#### PROVIDED PASSAGE:
___

In [1]:
# Dependencies
from matplotlib import pyplot as plt
from scipy import stats
import numpy as np
import pandas as pd
from pathlib import Path

In [2]:
# set path
crime_all_path = "crime-data/combined_wacrime.csv"

# read the csv file into pandas and remove unnamed columns
crime_all_df = pd.read_csv(crime_all_path, index_col=0, encoding="UTF-8")
crime_all_df.loc[:, ~crime_all_df.columns.str.contains('Unnamed')]
crime_all_df = crime_all_df.dropna(how="any", axis=0)

___

#### DATA LISTING:
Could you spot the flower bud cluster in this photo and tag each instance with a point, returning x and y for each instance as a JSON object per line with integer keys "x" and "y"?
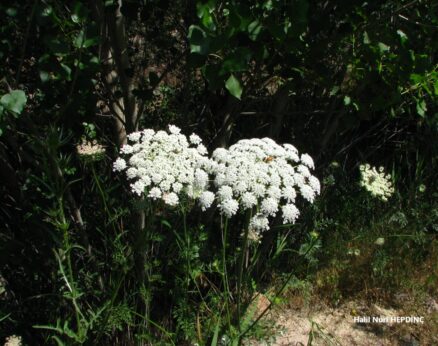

___

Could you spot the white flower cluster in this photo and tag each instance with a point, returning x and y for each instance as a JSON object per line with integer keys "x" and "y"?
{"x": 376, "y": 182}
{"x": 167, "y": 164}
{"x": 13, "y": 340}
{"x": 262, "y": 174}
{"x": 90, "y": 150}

___

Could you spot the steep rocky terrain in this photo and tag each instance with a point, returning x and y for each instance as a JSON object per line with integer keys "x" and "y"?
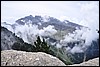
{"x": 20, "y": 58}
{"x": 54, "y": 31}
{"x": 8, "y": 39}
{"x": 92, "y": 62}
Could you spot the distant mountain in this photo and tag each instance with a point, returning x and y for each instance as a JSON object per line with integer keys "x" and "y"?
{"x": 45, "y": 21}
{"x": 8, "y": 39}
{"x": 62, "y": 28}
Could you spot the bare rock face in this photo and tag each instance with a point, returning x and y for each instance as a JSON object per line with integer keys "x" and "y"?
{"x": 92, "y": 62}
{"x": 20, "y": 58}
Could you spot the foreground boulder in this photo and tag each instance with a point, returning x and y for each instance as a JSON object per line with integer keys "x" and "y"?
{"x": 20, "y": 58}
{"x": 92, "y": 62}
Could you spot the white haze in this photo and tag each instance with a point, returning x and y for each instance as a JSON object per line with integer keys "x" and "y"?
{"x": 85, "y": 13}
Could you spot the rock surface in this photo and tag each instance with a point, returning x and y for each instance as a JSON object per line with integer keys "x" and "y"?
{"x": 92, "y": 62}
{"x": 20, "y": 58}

___

List every top-level library that the notebook code imports under its "# Dependencies" comment. The rows above come from a source unrelated to the notebook code.

matplotlib, scipy, numpy, pandas, pathlib